Resize the data from the line with "Expected behaviour: the pointer places one marker on the mizuno" up to and including the line with "Target: number 20 on jersey", and write out every one of those lines again. Multiply each answer coordinate by 2.1 and round it to a whole number, with halves rounding up, and leave all other numbers as they are.
[Start STORED ROWS]
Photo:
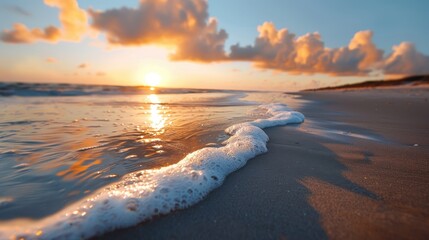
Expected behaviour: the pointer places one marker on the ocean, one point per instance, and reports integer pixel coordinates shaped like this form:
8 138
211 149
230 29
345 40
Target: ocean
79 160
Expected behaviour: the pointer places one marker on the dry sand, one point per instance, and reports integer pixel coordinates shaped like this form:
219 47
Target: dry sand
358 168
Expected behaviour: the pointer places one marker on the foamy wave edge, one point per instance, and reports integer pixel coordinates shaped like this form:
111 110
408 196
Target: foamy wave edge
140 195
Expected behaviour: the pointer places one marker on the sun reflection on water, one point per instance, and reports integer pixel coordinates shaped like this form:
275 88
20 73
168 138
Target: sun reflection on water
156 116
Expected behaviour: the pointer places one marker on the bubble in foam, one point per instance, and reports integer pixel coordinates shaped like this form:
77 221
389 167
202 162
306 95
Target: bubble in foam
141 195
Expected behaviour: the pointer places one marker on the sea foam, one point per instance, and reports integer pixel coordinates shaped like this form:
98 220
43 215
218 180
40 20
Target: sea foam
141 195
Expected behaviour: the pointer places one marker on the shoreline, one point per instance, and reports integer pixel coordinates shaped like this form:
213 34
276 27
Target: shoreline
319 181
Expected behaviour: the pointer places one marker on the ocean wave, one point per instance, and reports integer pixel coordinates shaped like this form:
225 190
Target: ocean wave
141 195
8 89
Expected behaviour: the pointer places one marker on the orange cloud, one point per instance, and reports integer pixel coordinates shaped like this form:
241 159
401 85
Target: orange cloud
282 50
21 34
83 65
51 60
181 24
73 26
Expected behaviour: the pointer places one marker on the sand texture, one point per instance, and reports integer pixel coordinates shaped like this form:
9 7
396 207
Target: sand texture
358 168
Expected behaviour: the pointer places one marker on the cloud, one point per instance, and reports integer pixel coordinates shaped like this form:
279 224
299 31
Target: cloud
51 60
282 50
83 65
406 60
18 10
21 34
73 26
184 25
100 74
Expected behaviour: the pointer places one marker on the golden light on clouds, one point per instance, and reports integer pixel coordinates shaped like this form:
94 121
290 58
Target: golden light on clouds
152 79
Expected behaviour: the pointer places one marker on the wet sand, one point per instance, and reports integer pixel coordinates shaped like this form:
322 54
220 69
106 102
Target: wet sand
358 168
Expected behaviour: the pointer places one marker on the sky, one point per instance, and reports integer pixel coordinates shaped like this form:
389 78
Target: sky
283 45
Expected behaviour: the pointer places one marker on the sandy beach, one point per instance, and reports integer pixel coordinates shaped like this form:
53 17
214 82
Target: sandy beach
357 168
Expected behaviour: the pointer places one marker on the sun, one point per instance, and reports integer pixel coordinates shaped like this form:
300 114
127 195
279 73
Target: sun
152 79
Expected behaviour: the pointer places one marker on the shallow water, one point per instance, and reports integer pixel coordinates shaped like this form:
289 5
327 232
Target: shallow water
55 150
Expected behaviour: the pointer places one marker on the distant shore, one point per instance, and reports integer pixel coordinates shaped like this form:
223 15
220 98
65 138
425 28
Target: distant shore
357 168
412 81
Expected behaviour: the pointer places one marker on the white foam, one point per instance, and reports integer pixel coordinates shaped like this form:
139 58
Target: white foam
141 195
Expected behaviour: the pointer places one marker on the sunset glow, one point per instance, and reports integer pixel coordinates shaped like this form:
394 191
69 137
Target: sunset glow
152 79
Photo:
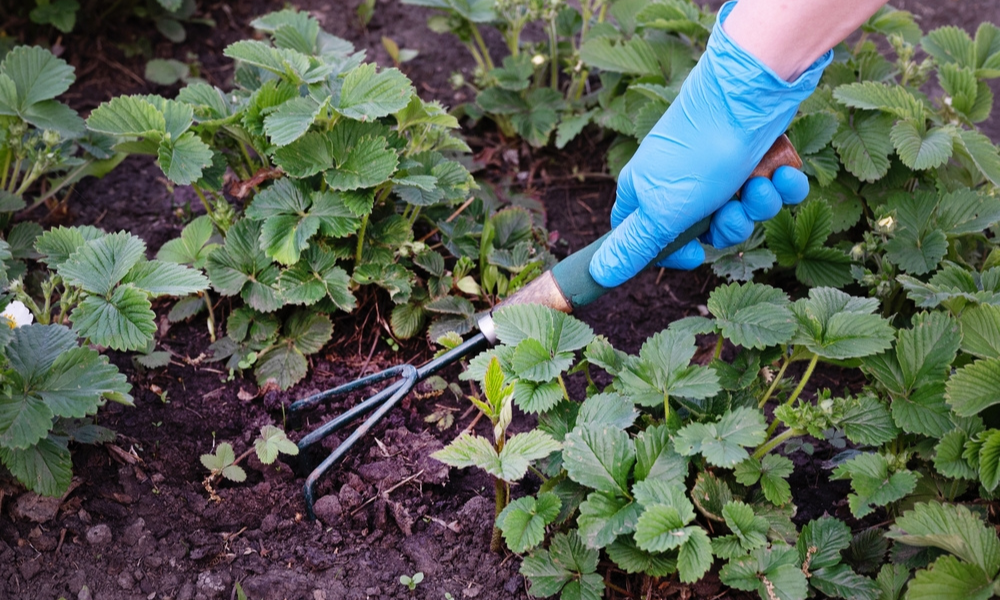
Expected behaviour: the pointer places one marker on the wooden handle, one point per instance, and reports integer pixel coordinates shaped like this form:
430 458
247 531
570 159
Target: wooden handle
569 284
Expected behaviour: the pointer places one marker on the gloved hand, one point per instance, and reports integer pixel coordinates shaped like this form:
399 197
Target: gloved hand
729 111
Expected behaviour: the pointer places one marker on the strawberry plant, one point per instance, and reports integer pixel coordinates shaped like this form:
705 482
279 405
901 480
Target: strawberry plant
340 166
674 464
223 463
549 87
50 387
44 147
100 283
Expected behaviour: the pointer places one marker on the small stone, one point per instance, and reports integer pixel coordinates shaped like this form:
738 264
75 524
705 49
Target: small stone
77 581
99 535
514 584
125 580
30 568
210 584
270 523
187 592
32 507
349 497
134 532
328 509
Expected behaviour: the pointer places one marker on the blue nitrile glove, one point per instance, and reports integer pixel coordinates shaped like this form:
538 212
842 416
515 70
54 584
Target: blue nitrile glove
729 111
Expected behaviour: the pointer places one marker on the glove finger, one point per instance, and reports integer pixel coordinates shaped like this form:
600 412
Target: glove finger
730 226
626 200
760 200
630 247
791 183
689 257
[End STORED ROWS]
[Start STORED ROWS]
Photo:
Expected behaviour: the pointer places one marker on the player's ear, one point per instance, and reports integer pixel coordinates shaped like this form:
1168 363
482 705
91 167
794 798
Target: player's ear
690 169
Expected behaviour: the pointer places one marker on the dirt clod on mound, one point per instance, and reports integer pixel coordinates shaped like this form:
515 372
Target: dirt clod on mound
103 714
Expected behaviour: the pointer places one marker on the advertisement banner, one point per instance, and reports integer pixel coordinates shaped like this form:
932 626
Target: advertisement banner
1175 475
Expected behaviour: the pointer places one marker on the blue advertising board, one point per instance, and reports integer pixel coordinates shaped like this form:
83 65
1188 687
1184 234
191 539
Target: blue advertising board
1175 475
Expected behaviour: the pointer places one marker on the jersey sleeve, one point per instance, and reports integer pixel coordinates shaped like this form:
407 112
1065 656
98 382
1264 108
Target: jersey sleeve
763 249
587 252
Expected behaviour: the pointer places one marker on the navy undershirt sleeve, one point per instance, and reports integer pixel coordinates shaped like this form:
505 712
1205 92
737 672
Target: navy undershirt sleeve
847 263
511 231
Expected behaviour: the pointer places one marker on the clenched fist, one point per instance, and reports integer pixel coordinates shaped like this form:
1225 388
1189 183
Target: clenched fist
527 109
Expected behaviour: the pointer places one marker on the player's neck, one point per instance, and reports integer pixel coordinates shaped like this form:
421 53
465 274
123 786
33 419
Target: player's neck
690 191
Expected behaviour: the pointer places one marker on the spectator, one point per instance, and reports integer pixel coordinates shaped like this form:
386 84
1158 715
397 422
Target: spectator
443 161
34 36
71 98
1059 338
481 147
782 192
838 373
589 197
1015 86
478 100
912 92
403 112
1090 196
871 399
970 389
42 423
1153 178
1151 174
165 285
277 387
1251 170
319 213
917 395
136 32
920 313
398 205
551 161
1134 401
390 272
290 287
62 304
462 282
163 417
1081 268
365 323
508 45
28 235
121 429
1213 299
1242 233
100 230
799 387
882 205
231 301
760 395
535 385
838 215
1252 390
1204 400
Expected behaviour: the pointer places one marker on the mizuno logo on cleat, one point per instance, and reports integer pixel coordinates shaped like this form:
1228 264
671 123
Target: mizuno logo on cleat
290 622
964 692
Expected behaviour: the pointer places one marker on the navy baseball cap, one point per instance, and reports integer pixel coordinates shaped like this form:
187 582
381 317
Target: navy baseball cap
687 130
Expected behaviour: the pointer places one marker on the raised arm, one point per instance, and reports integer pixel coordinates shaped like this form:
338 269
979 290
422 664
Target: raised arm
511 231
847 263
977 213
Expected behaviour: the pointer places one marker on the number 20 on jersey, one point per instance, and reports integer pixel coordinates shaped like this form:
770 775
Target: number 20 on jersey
[End STORED ROWS]
[OUTPUT BELOW]
Expected behaviour: the pointer places one marker on the mizuno logo on cleat, one point per instance, and reports integer pixel coordinates shaped like this form:
1228 264
671 123
Target: mizuno logo on cleat
609 1306
2024 1453
Expected behaviour: the pointer places one marker on the navy baseball cap, one point per instance, and reports integer pixel coordinates shaped like this form:
187 582
381 317
Target: navy baseball cap
1443 273
Expected behaviour: the pointer places one marker on the raised arm, one point per instance, and reports integer pixel coordinates shaped like this form:
338 269
979 290
422 664
Target: raised arm
1073 485
1779 552
2052 447
Expected behaviour: the pointer places one marker on the number 20 on jersey, one point per instance, and reports integer pixel coordinates shaped like this form:
770 775
Target: number 20 on jersey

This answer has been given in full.